* Supplied text *
-- start --

# What size inverter??



## fdhadi (May 9, 2005)

Bit strange this one. 

Our local ice cream lady was asking me about inverters and if I would know what size inverter she would need to run a slush machine in the ice cream van. I wasn't sure myself so I thought I would ask on here. 
The Slush machine is 530 Watt 230-240 50 1 what ever that means. 

Could anyone help please?


----------



## Tezmcd (Aug 3, 2009)

Watts are amps x volts 


in very very rough terms (no calculator to hand) 500 Watts are about 2 amps at 240V


So simple maths means 500W (Volts X amps) at 24V means about 10X more amps than at 240V - so that is say 20 amps


But at 12V we can double that to 40 amps


So a 530 watt machine will probably need a 1000W inverter because of inefficiency and other magic stuff that gets too boring


Her Ice cream van battery "might" be a 80Amps per hour battery or similar


She could probably run it for about 45 minutes from a fully charged battery and after that it would fail and she would need the AA to be able to start her van and get home


................all the above posted whilst slightly drunk, not allowing for the engine to be running all the time and many many other factors that I cant even think of 


bottom line is probably a bad idea ................ but as I said I'm a bit drunk


I'm sure someone will be along to tell you that if you put a 1 megawatt solar panel on the roof and possibly a wind turbine too its all quite possible


----------



## Pudsey_Bear (Sep 25, 2008)

Simply put you need to have an inverter twice the wattage of whatever you intend using at max usage, then once you've worked out the amps, you then need to have the correct size battery bank to run it.


----------



## fdhadi (May 9, 2005)

Thanks for the replies Tezmcd & Kev. I'm still not quite I understand but will pass this info on and hope it helps.


----------

-- end --

* Stored records *

-- start --

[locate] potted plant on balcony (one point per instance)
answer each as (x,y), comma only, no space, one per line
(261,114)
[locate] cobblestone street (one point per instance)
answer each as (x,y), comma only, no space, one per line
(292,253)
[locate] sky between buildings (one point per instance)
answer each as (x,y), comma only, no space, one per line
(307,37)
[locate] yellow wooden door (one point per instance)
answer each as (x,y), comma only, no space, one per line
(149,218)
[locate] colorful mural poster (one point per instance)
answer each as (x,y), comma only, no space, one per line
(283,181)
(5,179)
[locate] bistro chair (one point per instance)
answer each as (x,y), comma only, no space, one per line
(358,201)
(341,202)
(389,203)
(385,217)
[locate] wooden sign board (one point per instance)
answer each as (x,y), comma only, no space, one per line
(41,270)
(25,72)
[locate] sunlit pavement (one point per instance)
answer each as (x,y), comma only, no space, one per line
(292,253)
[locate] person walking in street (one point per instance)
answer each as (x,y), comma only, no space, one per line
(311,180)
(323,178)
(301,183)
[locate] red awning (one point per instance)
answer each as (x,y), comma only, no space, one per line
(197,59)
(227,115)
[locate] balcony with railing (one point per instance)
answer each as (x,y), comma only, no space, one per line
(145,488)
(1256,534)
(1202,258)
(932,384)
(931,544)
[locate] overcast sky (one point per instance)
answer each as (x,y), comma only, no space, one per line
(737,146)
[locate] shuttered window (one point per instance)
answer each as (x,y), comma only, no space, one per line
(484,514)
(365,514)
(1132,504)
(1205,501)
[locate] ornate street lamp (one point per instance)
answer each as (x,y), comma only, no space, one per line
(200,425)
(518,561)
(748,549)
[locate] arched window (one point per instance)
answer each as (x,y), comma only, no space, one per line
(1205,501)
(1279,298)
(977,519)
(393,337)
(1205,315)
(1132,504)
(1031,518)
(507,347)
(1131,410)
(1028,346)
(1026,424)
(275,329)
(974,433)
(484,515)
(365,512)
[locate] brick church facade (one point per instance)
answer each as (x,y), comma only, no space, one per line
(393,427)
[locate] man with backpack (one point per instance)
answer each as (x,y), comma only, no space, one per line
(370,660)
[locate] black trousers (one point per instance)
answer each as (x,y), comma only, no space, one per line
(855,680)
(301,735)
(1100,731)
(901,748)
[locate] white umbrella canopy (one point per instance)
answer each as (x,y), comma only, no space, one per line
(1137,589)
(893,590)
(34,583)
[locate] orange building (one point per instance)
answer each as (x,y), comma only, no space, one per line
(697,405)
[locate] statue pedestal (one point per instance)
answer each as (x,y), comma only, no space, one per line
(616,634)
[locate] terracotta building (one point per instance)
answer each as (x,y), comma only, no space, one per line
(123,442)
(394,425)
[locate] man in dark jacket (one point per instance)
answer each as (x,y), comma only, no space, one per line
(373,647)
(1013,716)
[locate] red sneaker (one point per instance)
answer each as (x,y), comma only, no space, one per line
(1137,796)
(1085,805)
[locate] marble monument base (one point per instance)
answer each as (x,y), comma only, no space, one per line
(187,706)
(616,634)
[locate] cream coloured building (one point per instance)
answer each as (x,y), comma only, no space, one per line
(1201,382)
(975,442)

-- end --

* Problems *
[a] In the inverter thread, rewrite the passage starting with "Our local ice" and going on through "ask on here.", replacing "ice cream van" with "food truck".
[b] According to Tezmcd in the inverter thread, what size inverter will the 530 watt machine probably need?
The items come from a separate source, not from the inverter thread.

* Full solutions *
[a]
Our local ice cream lady was asking me about inverters and if I would know what size inverter she would need to run a slush machine in the food truck. I wasn't sure myself so I thought I would ask on here.

[b] A 1000W inverter.